* Activity *
Output each entry verbatim and exclude every picture from it.
########
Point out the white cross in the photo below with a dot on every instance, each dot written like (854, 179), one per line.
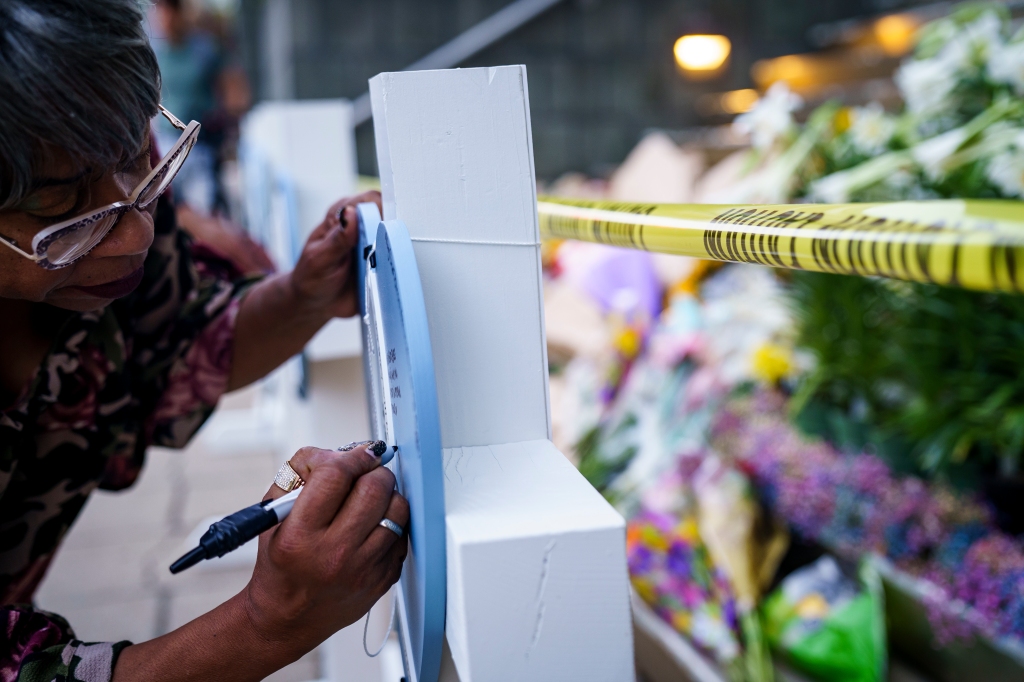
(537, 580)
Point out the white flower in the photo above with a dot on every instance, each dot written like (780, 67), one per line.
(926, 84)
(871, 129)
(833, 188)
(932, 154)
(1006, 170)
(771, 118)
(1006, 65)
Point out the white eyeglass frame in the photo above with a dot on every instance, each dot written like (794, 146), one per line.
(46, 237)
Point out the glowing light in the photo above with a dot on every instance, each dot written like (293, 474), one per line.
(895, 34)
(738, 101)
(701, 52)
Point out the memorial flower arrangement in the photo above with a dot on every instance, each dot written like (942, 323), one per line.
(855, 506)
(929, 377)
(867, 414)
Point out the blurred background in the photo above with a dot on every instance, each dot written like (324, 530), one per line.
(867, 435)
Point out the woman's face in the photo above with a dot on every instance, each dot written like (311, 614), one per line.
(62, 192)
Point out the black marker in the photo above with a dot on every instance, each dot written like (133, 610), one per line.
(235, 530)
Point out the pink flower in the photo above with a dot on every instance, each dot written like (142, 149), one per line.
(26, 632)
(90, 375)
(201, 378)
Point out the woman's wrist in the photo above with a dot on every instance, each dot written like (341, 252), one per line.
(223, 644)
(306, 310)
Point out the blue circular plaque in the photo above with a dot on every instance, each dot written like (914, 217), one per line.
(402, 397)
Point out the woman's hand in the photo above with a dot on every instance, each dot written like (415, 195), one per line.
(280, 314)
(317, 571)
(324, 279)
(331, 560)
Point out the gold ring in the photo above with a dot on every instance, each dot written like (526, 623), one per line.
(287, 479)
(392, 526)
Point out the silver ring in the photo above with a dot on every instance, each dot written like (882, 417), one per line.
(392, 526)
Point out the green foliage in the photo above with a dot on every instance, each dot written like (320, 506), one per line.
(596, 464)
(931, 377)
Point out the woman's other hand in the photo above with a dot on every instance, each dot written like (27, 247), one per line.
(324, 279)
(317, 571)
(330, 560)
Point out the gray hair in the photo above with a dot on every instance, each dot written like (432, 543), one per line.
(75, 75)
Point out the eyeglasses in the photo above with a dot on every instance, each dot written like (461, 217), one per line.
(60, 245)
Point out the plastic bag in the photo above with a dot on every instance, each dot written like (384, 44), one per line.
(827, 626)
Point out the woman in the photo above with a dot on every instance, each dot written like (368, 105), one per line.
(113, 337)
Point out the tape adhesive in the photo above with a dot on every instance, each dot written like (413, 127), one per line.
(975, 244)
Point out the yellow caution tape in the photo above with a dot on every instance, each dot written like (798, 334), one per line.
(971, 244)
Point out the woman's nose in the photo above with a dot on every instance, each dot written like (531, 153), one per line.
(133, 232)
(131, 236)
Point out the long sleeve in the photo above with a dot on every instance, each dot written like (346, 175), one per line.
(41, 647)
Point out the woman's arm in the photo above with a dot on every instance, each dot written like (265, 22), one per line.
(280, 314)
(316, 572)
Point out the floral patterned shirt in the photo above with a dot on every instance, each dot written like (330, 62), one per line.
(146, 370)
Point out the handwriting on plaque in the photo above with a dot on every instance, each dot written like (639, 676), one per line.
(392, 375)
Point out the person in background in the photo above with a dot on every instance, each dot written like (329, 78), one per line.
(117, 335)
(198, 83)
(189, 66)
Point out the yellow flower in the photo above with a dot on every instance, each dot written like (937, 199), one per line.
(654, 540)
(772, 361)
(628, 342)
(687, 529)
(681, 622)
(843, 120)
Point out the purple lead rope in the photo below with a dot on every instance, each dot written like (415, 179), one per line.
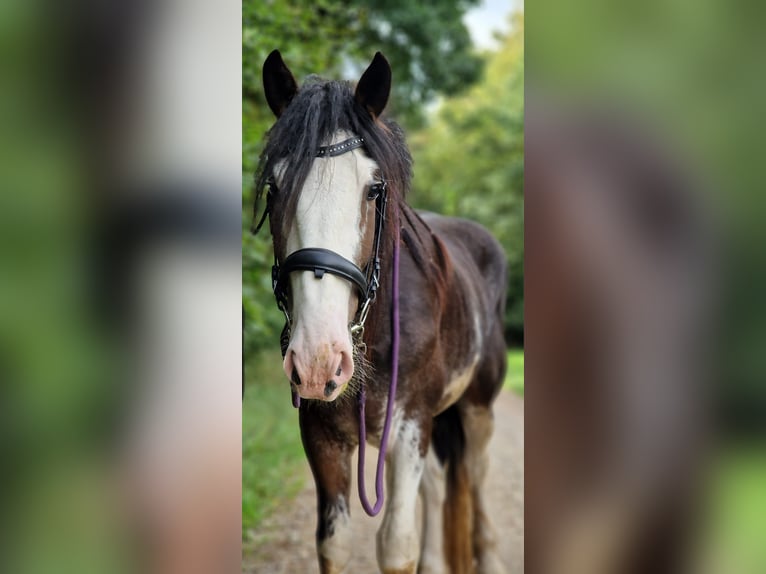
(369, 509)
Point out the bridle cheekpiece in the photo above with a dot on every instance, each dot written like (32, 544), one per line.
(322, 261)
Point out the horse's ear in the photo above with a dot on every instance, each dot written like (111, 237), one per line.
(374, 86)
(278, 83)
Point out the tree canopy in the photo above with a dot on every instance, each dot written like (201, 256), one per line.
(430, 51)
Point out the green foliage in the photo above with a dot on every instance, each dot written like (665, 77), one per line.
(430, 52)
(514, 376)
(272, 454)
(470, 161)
########
* Solution to the exercise *
Point out the white cross in the photo below with a dot on every instance, each dot written like (854, 179), one per line.
(537, 580)
Point out the white flower in the photo above with a dot on every instance, each dot written like (780, 67), one per line.
(926, 84)
(871, 129)
(833, 188)
(932, 154)
(1006, 170)
(771, 118)
(1006, 65)
Point out the white eyeglass frame in the photo above with a dot on every instance, each dot written like (794, 146), one per line.
(46, 237)
Point out the glowing light in the photo above with a dot on every instance, each dot written like (293, 474), one per line.
(895, 34)
(738, 101)
(701, 52)
Point out the memorial flower arrangement in the photo above with a dot on every instance, each dot written like (942, 323), one per line.
(855, 506)
(929, 377)
(867, 414)
Point out the blurred background in the photo above with a dot on every instance, each dot written like (324, 530), one per line.
(867, 435)
Point out the woman's face in the photo above with a dot on every instance, each dot written like (311, 614), one per line.
(62, 192)
Point out the black marker in the photo above with a dot on every instance, each dot written like (133, 610), one per line.
(235, 530)
Point out the pink flower in the photo above with a dot on every instance, each dot written like (142, 149), one per line.
(26, 632)
(90, 375)
(201, 378)
Point out the woman's wrist in the photo above with a dot on every instance, each dot written like (341, 252), one per line.
(223, 644)
(306, 310)
Point out the blue circular plaque in the photo above with a dot on every instance, each dot written like (914, 217), one per line.
(402, 397)
Point out the woman's hand in the photo above with a dot on every instance, each dot written like (415, 195), one per line.
(280, 314)
(317, 571)
(324, 279)
(331, 560)
Point out the gold ring in the photo above with a dot on every instance, each dot written like (526, 623), one per line.
(287, 479)
(392, 526)
Point out the silver ring in the photo above with a dot on every instance, each dot written like (882, 417), one per line.
(392, 526)
Point out the green foliage in the photo above with a dot on every instance, each dot written like (320, 506), one per line.
(596, 464)
(931, 377)
Point out the woman's other hand in the photo above with a dot on every instance, each dot written like (27, 247), one per line.
(324, 279)
(317, 571)
(330, 560)
Point out the gray hair in the photo above with a dot on every instance, each dot written like (432, 543), one per line.
(75, 75)
Point out the eyeglasses in the photo above with a dot on every instance, each dot written like (461, 217), one per line.
(60, 245)
Point out the plastic bag in the photo above with a dot on every instance, each dot written like (384, 44), one per line.
(827, 626)
Point out the woman in the photo above with a dot on every instance, each dot written like (368, 105), one per line.
(113, 337)
Point out the tape adhesive in the photo above with a dot on every instance, each dot written like (413, 127), one per line.
(975, 244)
Point out the yellow caution tape in the photo above with a dot on every instance, each dot written like (798, 334), one per line.
(971, 244)
Point out the woman's nose in the photo above with a dot on every instance, each dot written like (531, 153), one per line.
(133, 232)
(131, 236)
Point out the long sleeve in the photo above with a dot on every instance, each dot written like (346, 175), one per line.
(41, 647)
Point out the woman's arm in the photo above with a dot on every instance, each dot written like (265, 22), one per line.
(280, 314)
(316, 572)
Point out the floral patterned shirt in the photo above with a dot on every instance, each dot written like (330, 62), one per line.
(146, 370)
Point out the handwriting on plaque in the photo above with a dot on every instance, each dot written like (639, 676), one per line.
(392, 375)
Point out the person in background in the photo above with a dot on every instance, each dot written like (329, 78), one per line.
(117, 335)
(198, 83)
(189, 66)
Point out the yellow flower in the photo above with a dot on every instance, each dot written like (937, 199), one per line.
(654, 540)
(772, 361)
(628, 342)
(687, 529)
(681, 622)
(843, 120)
Point out the purple lead rope in the photo below with a dot on every instance, each dot written like (415, 179), one per line.
(369, 509)
Point out the bridle cheekpiece in the photo above with a dot on every instance, each dot written like (32, 544), one per line.
(322, 261)
Point out the horse's ear in the photo above with a dot on every instance, each dot written like (111, 237), one per line.
(374, 86)
(278, 83)
Point out the tree canopy in the photo above with a dot on every instance, each dot written like (201, 256), one per line.
(430, 51)
Point out the green foliage in the photo above with a dot on every instance, each dot written like (665, 77), one per line.
(430, 52)
(514, 376)
(272, 454)
(470, 161)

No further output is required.